_What to do_. Could you filter the records below and return each line that holds "hair"?

(Region pointing data)
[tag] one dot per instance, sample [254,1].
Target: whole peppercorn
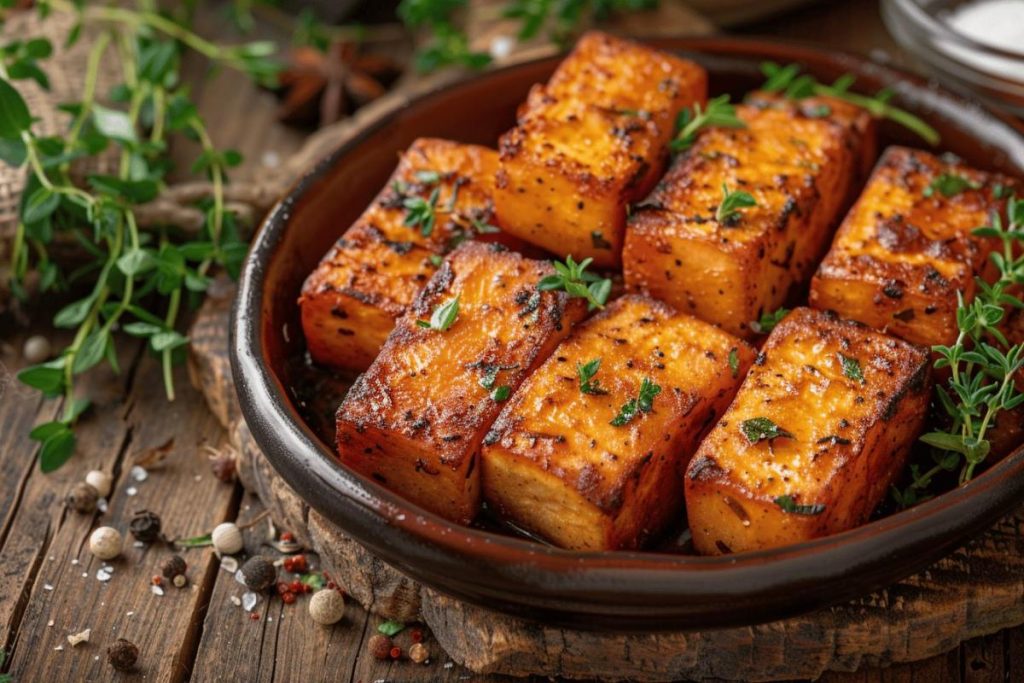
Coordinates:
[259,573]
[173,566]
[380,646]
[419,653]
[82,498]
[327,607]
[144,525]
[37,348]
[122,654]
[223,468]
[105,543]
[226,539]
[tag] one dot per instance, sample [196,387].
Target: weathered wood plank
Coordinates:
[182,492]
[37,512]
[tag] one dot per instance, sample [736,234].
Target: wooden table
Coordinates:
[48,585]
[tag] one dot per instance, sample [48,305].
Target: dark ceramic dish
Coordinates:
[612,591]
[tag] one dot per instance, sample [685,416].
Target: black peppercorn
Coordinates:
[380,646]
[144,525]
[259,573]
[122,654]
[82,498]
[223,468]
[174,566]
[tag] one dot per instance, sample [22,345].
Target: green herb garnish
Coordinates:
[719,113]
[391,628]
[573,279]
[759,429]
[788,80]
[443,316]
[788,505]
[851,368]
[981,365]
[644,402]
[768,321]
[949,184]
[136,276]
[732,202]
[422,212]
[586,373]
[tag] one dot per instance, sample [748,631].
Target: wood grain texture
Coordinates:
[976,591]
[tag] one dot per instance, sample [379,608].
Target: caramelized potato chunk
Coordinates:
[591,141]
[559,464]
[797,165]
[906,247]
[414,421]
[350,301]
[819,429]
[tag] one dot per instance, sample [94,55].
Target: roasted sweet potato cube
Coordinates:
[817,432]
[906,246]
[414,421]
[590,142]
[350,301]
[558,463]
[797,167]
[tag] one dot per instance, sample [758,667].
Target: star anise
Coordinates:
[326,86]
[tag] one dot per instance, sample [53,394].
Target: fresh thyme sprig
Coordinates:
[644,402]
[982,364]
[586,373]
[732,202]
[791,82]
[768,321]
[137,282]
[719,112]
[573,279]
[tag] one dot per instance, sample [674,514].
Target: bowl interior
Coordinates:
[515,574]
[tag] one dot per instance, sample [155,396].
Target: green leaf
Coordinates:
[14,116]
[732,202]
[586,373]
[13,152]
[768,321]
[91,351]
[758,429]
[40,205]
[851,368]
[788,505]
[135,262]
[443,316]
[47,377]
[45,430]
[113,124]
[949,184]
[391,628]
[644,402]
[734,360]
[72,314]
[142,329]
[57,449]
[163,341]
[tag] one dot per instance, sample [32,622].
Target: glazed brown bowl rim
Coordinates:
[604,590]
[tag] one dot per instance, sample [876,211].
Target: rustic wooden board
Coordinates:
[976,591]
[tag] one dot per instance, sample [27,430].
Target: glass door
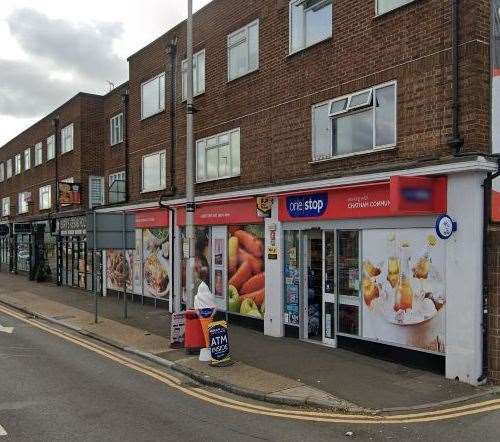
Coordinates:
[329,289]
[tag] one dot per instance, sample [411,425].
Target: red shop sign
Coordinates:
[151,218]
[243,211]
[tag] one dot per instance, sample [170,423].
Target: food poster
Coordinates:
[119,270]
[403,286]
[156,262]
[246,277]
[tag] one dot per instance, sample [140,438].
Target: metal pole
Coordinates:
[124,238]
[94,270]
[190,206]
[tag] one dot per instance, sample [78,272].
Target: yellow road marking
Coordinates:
...
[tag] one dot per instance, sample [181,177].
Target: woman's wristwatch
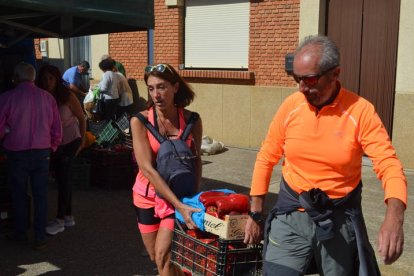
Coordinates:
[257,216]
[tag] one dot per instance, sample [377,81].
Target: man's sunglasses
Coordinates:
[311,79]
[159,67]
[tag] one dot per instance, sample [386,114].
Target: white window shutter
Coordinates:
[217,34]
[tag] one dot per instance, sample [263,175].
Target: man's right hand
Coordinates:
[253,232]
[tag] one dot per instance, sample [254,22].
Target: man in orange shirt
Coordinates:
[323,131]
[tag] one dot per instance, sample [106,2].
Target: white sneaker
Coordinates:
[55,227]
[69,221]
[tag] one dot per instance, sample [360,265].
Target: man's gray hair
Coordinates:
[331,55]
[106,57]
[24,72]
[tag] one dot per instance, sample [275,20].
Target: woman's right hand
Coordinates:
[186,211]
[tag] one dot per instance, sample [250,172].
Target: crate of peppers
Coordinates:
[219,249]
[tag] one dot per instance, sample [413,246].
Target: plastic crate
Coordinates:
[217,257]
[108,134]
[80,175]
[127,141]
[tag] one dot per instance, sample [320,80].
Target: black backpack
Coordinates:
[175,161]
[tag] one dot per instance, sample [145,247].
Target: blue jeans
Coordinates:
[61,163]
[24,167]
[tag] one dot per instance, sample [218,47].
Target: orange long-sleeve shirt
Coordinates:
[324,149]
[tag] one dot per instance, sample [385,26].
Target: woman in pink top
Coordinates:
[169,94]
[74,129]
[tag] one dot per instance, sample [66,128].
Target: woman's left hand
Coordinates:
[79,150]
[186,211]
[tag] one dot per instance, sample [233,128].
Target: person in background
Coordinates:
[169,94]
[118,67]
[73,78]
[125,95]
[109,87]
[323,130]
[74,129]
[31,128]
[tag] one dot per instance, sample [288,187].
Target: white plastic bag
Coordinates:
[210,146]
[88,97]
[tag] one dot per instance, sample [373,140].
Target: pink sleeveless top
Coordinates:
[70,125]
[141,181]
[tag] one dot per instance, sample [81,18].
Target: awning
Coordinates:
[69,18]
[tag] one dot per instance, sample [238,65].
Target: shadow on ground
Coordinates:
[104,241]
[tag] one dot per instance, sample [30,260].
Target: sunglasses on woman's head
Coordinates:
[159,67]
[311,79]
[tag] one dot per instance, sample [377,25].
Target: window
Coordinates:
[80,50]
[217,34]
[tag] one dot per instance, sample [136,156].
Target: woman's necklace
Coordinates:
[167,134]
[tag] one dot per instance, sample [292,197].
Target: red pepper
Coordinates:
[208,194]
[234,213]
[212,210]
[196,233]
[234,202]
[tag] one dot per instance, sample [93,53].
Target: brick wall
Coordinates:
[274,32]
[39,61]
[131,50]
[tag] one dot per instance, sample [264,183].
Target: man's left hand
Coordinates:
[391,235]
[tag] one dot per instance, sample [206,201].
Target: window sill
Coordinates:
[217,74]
---
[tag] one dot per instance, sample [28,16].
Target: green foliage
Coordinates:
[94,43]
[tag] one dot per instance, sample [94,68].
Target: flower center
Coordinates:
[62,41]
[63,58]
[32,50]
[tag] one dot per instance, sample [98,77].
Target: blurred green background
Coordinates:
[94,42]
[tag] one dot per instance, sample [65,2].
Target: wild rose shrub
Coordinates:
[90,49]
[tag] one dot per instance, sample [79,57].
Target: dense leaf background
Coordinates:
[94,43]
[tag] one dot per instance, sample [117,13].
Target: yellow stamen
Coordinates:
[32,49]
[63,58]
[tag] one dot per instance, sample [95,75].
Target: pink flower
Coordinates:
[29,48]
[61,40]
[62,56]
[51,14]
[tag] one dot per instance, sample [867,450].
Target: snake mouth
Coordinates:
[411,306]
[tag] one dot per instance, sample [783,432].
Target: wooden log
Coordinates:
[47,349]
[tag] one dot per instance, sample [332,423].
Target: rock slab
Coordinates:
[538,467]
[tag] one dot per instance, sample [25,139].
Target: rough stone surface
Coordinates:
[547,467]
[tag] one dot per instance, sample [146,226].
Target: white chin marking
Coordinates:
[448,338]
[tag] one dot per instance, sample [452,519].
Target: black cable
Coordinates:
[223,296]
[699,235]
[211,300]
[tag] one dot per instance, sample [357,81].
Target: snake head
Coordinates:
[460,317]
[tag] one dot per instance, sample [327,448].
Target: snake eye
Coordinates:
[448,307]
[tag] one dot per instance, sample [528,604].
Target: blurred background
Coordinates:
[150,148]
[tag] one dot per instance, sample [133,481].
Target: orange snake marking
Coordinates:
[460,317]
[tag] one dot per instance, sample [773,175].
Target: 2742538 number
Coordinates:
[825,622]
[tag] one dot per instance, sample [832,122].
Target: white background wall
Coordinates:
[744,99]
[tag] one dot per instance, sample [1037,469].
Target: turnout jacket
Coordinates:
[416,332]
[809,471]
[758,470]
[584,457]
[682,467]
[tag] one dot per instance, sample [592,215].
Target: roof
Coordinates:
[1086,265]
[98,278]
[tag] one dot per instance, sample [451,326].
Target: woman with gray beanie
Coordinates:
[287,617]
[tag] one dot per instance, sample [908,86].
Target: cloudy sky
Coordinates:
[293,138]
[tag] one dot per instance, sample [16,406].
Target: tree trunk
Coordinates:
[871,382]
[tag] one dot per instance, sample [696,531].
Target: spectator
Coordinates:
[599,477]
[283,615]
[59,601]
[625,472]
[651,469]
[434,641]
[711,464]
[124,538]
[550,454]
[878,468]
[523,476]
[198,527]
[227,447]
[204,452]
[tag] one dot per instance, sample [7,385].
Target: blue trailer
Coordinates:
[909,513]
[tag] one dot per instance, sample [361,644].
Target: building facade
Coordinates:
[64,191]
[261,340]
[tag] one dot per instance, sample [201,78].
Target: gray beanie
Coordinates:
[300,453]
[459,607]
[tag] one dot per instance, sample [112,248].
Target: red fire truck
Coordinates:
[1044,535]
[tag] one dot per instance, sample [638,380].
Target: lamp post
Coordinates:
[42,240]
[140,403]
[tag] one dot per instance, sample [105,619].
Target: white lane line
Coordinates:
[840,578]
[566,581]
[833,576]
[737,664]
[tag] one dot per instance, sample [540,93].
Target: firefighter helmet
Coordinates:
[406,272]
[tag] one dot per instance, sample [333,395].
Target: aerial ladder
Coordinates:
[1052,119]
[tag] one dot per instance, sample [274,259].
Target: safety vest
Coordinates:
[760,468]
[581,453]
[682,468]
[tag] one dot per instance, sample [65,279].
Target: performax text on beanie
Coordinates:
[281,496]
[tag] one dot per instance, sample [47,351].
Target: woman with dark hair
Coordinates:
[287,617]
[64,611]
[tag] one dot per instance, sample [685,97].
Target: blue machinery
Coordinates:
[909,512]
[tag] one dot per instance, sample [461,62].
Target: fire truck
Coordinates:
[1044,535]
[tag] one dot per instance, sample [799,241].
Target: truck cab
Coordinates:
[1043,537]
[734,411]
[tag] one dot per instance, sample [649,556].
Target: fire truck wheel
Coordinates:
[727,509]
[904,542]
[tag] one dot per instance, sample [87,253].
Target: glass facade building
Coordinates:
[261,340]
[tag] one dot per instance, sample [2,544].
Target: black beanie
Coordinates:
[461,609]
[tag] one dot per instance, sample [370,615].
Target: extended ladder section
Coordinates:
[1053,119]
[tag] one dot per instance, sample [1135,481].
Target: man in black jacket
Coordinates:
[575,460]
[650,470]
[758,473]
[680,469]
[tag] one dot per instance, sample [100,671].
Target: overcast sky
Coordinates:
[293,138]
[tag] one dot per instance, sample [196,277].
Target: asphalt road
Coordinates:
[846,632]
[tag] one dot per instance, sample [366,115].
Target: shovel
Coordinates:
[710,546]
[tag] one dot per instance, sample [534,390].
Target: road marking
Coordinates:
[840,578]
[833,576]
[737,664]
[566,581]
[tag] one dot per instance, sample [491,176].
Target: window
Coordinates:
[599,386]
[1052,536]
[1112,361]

_Problem solution_.
Target: man's gray hair
Target: woman with dark hair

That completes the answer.